■ What needs to be done ■
Transcription of the full listing is required, character for character.

■ Data for review ■
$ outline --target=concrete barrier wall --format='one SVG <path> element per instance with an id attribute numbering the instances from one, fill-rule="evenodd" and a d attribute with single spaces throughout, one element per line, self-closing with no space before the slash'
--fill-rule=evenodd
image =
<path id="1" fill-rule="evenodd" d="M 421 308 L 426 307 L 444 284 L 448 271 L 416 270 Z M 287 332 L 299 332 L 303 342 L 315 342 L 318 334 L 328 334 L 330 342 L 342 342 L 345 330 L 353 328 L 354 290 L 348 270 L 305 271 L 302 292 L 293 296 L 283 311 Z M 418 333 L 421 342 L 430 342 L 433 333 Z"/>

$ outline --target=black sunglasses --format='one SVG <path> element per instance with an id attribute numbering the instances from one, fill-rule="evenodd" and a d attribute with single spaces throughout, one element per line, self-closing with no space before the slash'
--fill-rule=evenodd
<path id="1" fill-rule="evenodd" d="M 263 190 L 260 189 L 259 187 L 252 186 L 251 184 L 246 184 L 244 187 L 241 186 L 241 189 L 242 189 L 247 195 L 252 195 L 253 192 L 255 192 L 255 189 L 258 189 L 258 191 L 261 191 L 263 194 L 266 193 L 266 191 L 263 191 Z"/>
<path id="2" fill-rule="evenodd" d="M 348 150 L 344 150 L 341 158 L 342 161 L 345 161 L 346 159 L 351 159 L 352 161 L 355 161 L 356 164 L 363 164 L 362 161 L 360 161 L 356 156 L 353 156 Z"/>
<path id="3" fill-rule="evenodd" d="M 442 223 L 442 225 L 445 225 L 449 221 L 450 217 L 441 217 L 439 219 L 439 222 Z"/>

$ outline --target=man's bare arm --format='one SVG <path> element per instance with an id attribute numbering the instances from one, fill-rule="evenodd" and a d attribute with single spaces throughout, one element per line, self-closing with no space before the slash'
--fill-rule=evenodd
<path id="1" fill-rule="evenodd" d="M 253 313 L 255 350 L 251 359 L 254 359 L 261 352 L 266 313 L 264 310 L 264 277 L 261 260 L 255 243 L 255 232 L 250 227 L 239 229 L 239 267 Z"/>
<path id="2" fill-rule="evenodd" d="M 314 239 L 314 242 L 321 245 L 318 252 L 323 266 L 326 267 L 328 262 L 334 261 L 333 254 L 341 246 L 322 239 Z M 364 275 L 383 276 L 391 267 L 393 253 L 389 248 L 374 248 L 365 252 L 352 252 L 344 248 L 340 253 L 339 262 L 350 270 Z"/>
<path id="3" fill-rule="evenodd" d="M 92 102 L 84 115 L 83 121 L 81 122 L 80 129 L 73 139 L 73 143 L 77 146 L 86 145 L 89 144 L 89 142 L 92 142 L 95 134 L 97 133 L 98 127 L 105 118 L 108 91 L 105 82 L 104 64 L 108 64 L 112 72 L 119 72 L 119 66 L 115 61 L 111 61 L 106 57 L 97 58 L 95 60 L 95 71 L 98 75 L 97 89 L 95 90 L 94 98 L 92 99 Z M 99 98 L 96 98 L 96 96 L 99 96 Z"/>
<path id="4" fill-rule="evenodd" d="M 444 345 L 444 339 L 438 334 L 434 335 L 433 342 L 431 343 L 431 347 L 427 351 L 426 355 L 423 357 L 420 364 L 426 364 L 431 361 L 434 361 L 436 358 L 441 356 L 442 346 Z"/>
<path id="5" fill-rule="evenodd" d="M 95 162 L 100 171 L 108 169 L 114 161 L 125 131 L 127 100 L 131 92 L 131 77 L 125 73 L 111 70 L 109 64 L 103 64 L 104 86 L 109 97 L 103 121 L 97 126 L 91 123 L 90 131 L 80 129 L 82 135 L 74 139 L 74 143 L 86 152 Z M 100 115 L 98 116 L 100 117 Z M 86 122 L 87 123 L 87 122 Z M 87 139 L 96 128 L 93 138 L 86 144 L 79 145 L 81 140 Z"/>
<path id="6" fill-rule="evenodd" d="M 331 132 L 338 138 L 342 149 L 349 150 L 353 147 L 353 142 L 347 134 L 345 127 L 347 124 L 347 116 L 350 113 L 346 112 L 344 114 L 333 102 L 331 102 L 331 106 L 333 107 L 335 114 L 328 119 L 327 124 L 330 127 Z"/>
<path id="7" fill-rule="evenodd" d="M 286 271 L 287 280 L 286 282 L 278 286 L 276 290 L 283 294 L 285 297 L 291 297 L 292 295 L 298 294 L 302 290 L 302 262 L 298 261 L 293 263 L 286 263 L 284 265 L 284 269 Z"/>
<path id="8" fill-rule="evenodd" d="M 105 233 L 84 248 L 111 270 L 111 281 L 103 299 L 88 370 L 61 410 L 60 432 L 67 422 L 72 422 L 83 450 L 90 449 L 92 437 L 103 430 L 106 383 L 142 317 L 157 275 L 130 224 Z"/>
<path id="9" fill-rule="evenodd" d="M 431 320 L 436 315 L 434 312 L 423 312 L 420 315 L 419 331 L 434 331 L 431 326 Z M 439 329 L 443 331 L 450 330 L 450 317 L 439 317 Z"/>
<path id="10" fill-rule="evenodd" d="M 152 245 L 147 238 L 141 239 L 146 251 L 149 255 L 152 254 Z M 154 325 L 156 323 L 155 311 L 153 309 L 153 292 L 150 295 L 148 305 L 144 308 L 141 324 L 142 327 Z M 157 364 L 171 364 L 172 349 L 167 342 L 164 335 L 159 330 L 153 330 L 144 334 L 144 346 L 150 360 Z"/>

■ Response to the task ■
$ outline --target=concrete barrier wall --format='one SVG <path> element per instance with an id attribute numbering the instances from one, fill-rule="evenodd" and a d attribute with single spaces throughout, one element per line, self-closing with no space before the slash'
--fill-rule=evenodd
image =
<path id="1" fill-rule="evenodd" d="M 421 308 L 426 307 L 444 284 L 448 271 L 416 270 Z M 287 332 L 299 332 L 303 342 L 315 342 L 318 334 L 328 334 L 330 342 L 342 342 L 345 330 L 353 328 L 354 290 L 348 270 L 305 271 L 302 292 L 293 296 L 283 311 Z M 418 333 L 421 342 L 430 342 L 433 333 Z"/>

$ outline --target=black sunglasses --format='one SVG <path> element per instance with an id attribute numbering the instances from one, fill-rule="evenodd" and a d attribute with single spaces throughout, one element per line, self-closing with no space before the slash'
--fill-rule=evenodd
<path id="1" fill-rule="evenodd" d="M 263 190 L 260 189 L 259 187 L 252 186 L 251 184 L 246 184 L 244 187 L 241 186 L 241 189 L 242 189 L 247 195 L 252 195 L 253 192 L 255 192 L 255 189 L 258 189 L 258 191 L 261 191 L 263 194 L 266 193 L 266 191 L 263 191 Z"/>
<path id="2" fill-rule="evenodd" d="M 348 150 L 344 150 L 341 158 L 342 161 L 345 161 L 346 159 L 351 159 L 352 161 L 355 161 L 356 164 L 363 164 L 362 161 L 360 161 L 356 156 L 353 156 Z"/>
<path id="3" fill-rule="evenodd" d="M 442 223 L 442 225 L 445 225 L 449 221 L 450 217 L 441 217 L 439 219 L 439 222 Z"/>

$ outline --target=man's bare arm --format='one SVG <path> element per instance with an id attribute numbering the instances from one, fill-rule="evenodd" and a d attribute with single spaces throughout, one element per line, self-closing with no space before the slash'
--fill-rule=evenodd
<path id="1" fill-rule="evenodd" d="M 253 313 L 255 350 L 251 359 L 254 359 L 261 352 L 266 313 L 264 310 L 264 277 L 261 260 L 255 243 L 255 232 L 250 227 L 239 229 L 239 267 Z"/>
<path id="2" fill-rule="evenodd" d="M 314 239 L 314 242 L 321 245 L 318 252 L 323 266 L 326 267 L 328 262 L 334 261 L 333 254 L 341 246 L 322 239 Z M 364 275 L 383 276 L 391 267 L 393 253 L 389 248 L 374 248 L 365 252 L 352 252 L 344 248 L 340 253 L 339 262 L 350 270 Z"/>
<path id="3" fill-rule="evenodd" d="M 92 102 L 84 115 L 83 121 L 81 122 L 80 129 L 73 139 L 73 143 L 77 146 L 86 145 L 89 144 L 89 142 L 92 142 L 95 134 L 97 133 L 98 127 L 105 118 L 108 91 L 105 82 L 104 64 L 108 64 L 112 72 L 119 72 L 119 66 L 115 61 L 111 61 L 106 57 L 97 58 L 95 60 L 95 71 L 98 75 L 97 89 L 95 90 L 94 98 L 92 99 Z M 99 98 L 96 98 L 96 96 L 99 96 Z"/>
<path id="4" fill-rule="evenodd" d="M 444 345 L 444 339 L 438 334 L 434 335 L 433 342 L 431 343 L 431 347 L 427 351 L 426 355 L 423 357 L 420 364 L 426 364 L 431 361 L 434 361 L 436 358 L 441 356 L 442 346 Z"/>
<path id="5" fill-rule="evenodd" d="M 95 162 L 100 171 L 108 169 L 114 161 L 125 131 L 127 100 L 131 92 L 131 77 L 125 73 L 111 70 L 109 64 L 103 64 L 104 86 L 109 97 L 103 121 L 97 126 L 91 123 L 90 131 L 80 129 L 82 135 L 74 139 L 74 143 L 86 152 Z M 100 115 L 98 116 L 100 117 Z M 86 122 L 87 123 L 87 122 Z M 87 139 L 96 128 L 93 138 L 86 144 L 79 145 L 81 140 Z"/>
<path id="6" fill-rule="evenodd" d="M 331 132 L 338 138 L 342 149 L 349 150 L 353 147 L 353 142 L 347 134 L 345 127 L 347 124 L 347 116 L 350 113 L 346 112 L 344 114 L 333 102 L 331 102 L 331 106 L 333 107 L 335 114 L 328 119 L 327 124 L 330 127 Z"/>
<path id="7" fill-rule="evenodd" d="M 286 271 L 287 280 L 286 282 L 278 286 L 276 290 L 283 294 L 285 297 L 291 297 L 292 295 L 298 294 L 302 290 L 302 262 L 298 261 L 293 263 L 286 263 L 284 265 L 284 269 Z"/>
<path id="8" fill-rule="evenodd" d="M 105 233 L 84 248 L 111 270 L 111 281 L 103 299 L 88 370 L 61 410 L 60 432 L 67 422 L 72 422 L 83 450 L 90 449 L 92 437 L 103 430 L 106 383 L 142 317 L 157 275 L 130 224 Z"/>
<path id="9" fill-rule="evenodd" d="M 431 320 L 436 315 L 434 312 L 423 312 L 420 315 L 419 331 L 434 331 L 431 326 Z M 439 329 L 443 331 L 450 330 L 450 317 L 439 317 Z"/>
<path id="10" fill-rule="evenodd" d="M 152 245 L 147 238 L 141 239 L 146 251 L 149 255 L 152 254 Z M 154 325 L 156 323 L 155 311 L 153 309 L 153 292 L 150 295 L 148 305 L 144 308 L 141 324 L 142 327 Z M 157 364 L 171 364 L 172 349 L 167 342 L 164 335 L 159 330 L 153 330 L 144 334 L 144 346 L 150 360 Z"/>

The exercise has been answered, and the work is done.